** Opening STUDY TEXT block **

Wrong Answers Can Also Be Useful: PlausibleQA -- A Large-Scale QA Dataset with Answer Plausibility Scores
Jamshid Mozafari, Abdelrahman Abdallah, Bhawna Piryani, Adam Jatowt
TL;DR
PlausibleQA introduces a large-scale QA dataset that explicitly annotates candidate answers with plausibility scores and justifications, addressing the gap where plausible but incorrect answers are undervalued in QA evaluation. The dataset comprises 10,000 questions, 100,000 candidate answers, and up to 1,000,000 total justifications, including 900,000 pairwise comparison justifications, generated through a three-module pipeline (Question Sampling, Candidate Answer Generation, Preparation) and processed with both listwise and pairwise scoring frameworks. Through extensive experiments in MCQA distractor generation and QA robustness assessment (QARA), the authors demonstrate that plausibility-aware evaluation yields more informative distractors and reveals robustness gaps in current LLMs, particularly on harder questions. PlausibleQA thus provides a practical resource to improve QA evaluation, drive targeted model improvements, and enable adaptive, plausibility-informed testing across QA-related tasks.
Abstract
Large Language Models (LLMs) are revolutionizing information retrieval, with chatbots becoming an important source for answering user queries. As by their design, LLMs prioritize generating correct answers, the value of highly plausible yet incorrect answers (candidate answers) tends to be overlooked. However, such answers can still prove useful, for example, they can play a crucial role in tasks like Multiple-Choice Question Answering (MCQA) and QA Robustness Assessment (QARA). Existing QA datasets primarily focus on correct answers without explicit consideration of the plausibility of other candidate answers, limiting opportunity for more nuanced evaluations of models. To address this gap, we introduce PlausibleQA, a large-scale dataset comprising 10,000 questions and 100,000 candidate answers, each annotated with plausibility scores and justifications for their selection. Additionally, the dataset includes 900,000 justifications for pairwise comparisons between candidate answers, further refining plausibility assessments. We evaluate PlausibleQA through human assessments and empirical experiments, demonstrating its utility in MCQA and QARA analysis. Our findings show that plausibility-aware approaches are effective for MCQA distractor generation and QARA. We release PlausibleQA as a resource for advancing QA research and enhancing LLM performance in distinguishing plausible distractors from correct answers.

** Closing STUDY TEXT block **
** Opening PROVIDED INFORMATION block **

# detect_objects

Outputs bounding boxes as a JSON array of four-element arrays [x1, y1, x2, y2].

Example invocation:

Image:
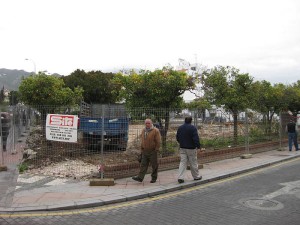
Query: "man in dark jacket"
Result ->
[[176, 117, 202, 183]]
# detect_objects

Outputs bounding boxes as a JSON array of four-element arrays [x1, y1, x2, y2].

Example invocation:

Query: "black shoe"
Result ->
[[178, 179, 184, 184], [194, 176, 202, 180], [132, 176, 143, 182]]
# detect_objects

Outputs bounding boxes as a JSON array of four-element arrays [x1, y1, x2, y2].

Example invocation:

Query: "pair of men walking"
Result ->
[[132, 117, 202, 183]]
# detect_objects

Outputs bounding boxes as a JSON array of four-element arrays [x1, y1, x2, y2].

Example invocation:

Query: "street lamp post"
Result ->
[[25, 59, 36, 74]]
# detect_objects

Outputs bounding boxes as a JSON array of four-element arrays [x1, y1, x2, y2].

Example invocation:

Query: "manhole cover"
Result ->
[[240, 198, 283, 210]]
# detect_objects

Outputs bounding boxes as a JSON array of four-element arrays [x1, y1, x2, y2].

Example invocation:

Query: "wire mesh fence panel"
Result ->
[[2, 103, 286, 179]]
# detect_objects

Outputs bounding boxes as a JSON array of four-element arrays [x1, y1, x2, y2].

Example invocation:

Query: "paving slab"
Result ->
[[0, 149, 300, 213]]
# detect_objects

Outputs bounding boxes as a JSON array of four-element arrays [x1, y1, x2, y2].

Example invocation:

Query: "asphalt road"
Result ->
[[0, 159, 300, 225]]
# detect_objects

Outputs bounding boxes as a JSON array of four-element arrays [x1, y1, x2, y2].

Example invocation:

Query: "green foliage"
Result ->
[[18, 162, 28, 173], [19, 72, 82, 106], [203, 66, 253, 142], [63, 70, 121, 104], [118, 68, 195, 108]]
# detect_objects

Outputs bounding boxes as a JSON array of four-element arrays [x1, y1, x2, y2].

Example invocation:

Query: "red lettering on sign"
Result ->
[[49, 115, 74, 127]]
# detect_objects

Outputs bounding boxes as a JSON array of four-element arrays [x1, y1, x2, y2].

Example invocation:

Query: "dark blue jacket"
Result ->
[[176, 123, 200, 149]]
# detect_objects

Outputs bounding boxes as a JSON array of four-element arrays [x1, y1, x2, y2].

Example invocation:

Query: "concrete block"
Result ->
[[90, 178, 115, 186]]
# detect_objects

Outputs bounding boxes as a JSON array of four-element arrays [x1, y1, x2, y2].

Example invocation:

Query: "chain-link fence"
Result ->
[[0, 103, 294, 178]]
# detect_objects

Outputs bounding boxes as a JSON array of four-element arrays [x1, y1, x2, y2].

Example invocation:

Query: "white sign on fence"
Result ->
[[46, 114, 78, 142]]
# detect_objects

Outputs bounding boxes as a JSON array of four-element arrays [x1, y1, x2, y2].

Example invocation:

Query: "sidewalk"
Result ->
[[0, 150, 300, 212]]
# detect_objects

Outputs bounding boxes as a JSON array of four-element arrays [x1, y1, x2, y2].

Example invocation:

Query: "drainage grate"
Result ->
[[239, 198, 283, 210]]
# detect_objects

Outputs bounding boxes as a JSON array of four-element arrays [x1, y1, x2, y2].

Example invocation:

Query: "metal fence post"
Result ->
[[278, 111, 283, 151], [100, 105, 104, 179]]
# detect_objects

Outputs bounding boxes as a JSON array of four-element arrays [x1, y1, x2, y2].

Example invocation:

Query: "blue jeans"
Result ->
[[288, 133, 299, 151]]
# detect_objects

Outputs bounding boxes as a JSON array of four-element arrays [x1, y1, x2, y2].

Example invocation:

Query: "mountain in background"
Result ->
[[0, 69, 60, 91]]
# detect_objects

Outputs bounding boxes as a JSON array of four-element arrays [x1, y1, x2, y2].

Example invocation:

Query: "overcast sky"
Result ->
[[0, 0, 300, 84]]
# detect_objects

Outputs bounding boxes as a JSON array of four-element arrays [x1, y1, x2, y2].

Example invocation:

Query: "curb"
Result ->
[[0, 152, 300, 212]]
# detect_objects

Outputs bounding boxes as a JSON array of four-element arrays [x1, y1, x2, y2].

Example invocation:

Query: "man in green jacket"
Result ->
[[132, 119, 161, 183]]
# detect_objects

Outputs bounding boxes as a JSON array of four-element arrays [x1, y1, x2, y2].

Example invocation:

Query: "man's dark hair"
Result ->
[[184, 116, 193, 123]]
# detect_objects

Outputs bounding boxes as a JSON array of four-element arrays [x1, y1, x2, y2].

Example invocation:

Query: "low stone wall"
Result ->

** Closing PROVIDED INFORMATION block **
** Opening PROVIDED INFORMATION block **

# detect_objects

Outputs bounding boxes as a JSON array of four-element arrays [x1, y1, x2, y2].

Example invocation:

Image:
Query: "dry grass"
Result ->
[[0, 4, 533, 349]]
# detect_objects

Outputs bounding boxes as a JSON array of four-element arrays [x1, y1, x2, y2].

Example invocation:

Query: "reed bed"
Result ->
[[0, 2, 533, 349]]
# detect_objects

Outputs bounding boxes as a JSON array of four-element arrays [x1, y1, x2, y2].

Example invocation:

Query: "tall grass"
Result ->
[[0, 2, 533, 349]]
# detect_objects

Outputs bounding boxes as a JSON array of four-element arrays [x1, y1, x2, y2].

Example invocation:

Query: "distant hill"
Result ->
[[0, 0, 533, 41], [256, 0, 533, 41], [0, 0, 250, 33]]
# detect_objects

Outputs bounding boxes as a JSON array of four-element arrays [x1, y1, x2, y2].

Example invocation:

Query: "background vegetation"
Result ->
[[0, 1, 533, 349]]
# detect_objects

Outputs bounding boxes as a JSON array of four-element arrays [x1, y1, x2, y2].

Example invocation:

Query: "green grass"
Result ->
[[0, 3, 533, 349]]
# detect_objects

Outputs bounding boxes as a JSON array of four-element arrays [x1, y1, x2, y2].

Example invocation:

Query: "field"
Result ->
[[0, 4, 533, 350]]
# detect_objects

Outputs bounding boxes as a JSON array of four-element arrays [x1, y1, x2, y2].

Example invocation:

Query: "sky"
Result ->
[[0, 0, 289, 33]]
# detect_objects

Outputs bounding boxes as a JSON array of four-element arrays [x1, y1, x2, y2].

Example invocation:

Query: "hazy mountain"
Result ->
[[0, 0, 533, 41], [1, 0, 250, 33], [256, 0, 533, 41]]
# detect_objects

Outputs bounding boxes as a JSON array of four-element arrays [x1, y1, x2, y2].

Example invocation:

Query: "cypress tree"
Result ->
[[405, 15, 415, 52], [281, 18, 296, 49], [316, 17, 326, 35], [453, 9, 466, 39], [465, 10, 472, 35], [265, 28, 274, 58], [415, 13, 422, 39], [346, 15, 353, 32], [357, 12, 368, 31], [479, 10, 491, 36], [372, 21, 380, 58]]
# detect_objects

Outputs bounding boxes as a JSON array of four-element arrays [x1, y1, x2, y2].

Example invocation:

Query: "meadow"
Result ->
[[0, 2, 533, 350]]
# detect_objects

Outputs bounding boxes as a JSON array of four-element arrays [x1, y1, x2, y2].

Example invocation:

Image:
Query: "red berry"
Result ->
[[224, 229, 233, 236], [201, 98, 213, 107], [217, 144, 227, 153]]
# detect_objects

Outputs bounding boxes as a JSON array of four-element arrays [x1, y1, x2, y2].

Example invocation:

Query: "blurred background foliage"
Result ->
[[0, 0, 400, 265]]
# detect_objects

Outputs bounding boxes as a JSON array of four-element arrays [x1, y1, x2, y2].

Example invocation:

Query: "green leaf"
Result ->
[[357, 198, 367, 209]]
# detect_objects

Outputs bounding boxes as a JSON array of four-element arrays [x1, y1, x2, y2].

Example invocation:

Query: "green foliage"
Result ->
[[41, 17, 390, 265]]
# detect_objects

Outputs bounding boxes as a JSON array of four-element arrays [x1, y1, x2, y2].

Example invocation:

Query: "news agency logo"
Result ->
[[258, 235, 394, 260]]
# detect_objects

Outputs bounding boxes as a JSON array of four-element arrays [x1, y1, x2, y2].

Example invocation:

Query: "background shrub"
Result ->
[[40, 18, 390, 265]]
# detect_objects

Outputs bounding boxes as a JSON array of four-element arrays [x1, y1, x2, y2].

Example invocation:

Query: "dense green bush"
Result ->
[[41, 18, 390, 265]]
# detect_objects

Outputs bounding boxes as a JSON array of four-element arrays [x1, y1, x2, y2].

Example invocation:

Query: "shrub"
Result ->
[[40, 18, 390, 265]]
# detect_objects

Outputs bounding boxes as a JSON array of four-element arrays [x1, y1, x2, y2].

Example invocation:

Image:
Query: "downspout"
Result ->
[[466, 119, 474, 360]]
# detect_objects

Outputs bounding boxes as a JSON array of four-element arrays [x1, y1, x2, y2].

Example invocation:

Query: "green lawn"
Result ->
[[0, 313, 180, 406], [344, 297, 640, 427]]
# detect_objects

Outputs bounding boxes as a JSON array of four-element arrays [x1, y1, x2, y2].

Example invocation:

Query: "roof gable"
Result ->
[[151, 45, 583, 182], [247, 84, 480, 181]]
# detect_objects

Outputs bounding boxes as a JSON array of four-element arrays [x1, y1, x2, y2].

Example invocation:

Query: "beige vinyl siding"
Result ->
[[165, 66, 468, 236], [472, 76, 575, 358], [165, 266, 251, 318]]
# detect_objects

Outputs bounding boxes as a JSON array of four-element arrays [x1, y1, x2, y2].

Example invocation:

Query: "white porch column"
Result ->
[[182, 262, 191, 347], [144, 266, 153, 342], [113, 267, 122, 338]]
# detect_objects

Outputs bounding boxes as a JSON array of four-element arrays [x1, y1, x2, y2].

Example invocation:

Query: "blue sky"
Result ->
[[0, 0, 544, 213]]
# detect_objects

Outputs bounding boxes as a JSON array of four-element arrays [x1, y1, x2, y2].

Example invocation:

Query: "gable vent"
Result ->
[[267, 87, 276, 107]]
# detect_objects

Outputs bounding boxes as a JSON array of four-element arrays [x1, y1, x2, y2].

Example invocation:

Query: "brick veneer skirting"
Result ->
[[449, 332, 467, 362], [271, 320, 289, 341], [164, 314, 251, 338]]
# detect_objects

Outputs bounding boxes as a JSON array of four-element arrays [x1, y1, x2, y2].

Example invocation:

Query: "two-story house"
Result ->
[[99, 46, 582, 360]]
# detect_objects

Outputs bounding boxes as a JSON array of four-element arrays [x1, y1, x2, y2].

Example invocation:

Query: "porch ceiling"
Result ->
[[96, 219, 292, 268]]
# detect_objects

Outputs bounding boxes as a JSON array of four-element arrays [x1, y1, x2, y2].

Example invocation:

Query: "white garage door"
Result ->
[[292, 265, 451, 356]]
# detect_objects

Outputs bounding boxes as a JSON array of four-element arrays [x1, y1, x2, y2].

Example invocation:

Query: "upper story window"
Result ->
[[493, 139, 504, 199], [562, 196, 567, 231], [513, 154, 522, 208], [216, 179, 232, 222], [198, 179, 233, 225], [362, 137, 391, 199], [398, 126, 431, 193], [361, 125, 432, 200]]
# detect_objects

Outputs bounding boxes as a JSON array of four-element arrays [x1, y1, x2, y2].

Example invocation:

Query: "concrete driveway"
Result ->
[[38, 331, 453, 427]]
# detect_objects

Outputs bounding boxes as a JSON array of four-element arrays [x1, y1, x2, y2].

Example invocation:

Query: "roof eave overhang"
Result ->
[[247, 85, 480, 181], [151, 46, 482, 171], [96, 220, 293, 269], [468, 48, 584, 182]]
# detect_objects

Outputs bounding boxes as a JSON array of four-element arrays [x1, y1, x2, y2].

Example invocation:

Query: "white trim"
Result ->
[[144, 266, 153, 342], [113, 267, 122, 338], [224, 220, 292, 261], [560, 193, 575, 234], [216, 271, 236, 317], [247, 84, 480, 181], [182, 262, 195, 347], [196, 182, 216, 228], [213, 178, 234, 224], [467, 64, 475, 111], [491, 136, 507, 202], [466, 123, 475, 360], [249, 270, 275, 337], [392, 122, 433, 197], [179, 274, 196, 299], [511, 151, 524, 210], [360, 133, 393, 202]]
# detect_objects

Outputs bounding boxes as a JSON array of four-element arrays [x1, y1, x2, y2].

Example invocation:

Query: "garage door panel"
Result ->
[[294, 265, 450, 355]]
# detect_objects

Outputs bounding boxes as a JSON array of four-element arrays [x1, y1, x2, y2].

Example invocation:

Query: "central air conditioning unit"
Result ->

** Closing PROVIDED INFORMATION block **
** Opening PROVIDED INFORMATION block **

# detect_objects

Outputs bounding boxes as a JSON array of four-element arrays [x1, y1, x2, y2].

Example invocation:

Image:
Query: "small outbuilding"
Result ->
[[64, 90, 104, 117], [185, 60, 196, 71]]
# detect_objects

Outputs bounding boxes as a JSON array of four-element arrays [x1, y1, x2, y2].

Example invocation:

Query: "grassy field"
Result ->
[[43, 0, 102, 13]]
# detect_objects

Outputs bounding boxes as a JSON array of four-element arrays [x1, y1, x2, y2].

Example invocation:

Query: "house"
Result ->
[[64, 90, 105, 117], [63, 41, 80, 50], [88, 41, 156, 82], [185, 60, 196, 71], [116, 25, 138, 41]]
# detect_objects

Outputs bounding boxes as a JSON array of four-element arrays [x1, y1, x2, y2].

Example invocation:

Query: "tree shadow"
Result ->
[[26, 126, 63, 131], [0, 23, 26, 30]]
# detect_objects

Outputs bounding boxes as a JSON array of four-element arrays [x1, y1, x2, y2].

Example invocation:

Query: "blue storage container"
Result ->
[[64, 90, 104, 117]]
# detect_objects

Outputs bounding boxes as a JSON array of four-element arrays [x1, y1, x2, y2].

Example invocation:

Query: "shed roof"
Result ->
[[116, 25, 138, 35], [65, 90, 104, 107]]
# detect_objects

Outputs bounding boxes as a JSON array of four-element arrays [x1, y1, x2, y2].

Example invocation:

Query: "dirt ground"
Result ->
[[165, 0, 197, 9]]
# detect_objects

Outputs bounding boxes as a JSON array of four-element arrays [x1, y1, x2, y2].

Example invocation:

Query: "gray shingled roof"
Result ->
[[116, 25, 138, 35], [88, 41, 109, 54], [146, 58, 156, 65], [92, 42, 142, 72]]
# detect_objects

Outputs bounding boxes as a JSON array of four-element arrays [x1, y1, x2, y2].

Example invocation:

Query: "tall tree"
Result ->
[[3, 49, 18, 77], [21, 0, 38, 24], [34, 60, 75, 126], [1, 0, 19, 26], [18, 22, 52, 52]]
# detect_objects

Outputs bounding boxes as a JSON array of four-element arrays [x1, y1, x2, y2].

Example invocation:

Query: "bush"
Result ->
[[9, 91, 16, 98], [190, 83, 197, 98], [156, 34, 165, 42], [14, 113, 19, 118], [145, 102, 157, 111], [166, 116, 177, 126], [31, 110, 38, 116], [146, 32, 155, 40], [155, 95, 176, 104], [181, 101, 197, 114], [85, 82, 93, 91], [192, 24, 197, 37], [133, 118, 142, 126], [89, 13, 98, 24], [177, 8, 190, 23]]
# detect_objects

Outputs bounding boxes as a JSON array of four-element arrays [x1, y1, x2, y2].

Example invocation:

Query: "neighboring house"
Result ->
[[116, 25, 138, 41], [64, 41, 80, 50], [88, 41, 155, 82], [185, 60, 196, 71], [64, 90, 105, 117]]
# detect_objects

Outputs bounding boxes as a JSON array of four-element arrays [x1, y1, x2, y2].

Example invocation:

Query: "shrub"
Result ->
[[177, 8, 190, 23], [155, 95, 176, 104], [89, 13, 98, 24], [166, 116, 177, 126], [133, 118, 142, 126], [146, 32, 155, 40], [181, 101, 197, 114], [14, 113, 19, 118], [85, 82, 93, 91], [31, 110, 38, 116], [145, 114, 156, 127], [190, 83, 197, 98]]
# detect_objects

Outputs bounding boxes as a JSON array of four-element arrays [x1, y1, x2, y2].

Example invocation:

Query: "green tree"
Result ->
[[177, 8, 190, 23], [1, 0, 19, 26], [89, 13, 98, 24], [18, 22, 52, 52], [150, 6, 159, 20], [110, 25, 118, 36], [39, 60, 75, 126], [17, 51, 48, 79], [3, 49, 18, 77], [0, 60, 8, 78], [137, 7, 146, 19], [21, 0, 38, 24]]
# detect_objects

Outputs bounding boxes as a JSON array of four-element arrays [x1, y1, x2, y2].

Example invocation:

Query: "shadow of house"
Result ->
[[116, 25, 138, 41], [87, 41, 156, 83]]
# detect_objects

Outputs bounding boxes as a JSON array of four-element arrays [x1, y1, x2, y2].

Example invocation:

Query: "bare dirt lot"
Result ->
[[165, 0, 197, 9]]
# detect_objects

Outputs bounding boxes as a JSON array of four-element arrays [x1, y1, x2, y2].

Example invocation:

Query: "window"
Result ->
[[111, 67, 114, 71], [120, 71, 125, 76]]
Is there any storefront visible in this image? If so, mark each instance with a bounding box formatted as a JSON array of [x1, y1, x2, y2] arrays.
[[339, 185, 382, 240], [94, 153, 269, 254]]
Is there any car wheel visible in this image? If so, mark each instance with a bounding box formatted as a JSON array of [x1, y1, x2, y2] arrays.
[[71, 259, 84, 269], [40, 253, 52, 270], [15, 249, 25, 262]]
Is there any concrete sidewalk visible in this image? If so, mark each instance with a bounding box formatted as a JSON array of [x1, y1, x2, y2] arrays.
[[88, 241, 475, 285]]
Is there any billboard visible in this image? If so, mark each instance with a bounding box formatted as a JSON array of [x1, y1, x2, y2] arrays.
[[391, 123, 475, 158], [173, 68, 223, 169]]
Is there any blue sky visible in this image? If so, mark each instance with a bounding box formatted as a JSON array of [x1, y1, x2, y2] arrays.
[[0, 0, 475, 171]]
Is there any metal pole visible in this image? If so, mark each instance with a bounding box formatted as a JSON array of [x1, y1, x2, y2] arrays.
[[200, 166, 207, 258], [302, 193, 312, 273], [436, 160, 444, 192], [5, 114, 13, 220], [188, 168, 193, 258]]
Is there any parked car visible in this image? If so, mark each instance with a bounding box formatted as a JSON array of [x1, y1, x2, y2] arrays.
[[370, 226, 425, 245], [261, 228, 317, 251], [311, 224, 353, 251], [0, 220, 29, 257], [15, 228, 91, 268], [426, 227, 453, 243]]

** Closing PROVIDED INFORMATION block **

Translate this sentence from the PlausibleQA abstract into Spanish: "Our findings show that plausibility-aware approaches are effective for MCQA distractor generation and QARA." The records aren't needed for the task.

Nuestros hallazgos muestran que los enfoques que tienen en cuenta la plausibilidad son eficaces para la generación de distractores en MCQA y para QARA.